[Dataset extract Boundary: Start]
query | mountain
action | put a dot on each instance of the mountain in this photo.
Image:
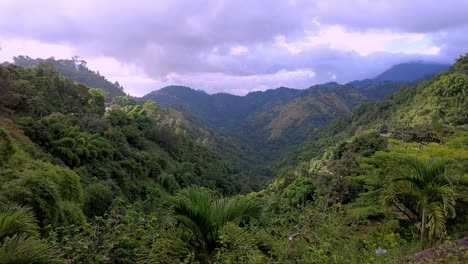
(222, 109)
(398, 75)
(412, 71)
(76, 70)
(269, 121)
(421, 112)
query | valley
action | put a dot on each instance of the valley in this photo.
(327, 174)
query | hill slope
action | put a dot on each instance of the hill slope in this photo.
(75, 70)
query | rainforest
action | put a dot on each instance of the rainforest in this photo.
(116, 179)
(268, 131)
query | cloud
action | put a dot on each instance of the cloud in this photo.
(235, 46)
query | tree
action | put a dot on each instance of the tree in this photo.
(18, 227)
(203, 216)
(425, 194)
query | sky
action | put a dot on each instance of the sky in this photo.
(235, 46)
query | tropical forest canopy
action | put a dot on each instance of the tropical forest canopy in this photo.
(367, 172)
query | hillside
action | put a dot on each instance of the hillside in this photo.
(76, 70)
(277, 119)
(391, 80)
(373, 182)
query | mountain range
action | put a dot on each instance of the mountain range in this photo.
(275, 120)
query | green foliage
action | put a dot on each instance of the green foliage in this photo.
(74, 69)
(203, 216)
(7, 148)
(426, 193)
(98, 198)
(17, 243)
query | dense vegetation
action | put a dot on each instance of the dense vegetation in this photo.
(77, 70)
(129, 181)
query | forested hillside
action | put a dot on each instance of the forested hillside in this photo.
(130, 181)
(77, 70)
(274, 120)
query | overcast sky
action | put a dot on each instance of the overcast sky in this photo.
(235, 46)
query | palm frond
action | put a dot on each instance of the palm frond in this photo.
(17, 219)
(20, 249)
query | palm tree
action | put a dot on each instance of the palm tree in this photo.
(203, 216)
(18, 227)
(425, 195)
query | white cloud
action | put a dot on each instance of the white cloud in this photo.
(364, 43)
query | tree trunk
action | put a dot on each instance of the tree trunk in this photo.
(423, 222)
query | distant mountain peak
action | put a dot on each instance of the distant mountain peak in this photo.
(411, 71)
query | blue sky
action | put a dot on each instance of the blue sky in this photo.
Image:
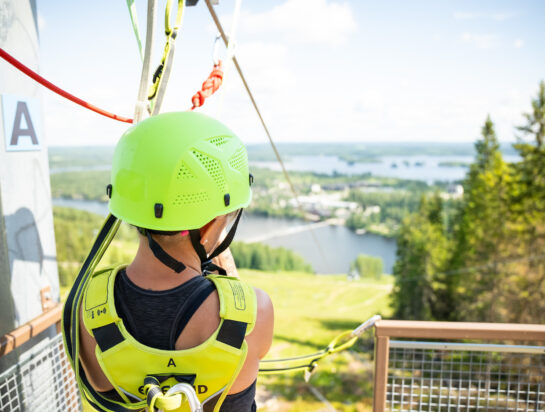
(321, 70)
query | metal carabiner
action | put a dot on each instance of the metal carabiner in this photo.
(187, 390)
[Dataset extract Boundary: End]
[Dataset extract Boundary: Start]
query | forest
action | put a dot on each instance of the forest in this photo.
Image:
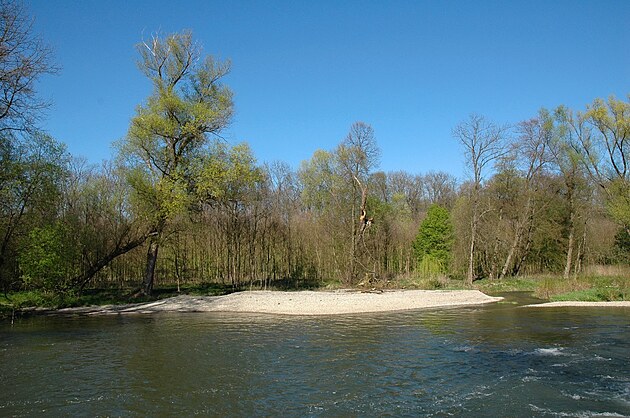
[Dataset extract Boundary: End]
#### [Work required]
Of the entries above, repeat exactly the lines between the line with "query | cloud" and the line with "query | sky", inclusive, and no others.

#### [Written answer]
query | cloud
action | put a dot on each instance of the cloud in this photo.
(235, 46)
query | tree
action | put a dot on each instance of the tree in this photo.
(18, 227)
(203, 216)
(425, 194)
query | sky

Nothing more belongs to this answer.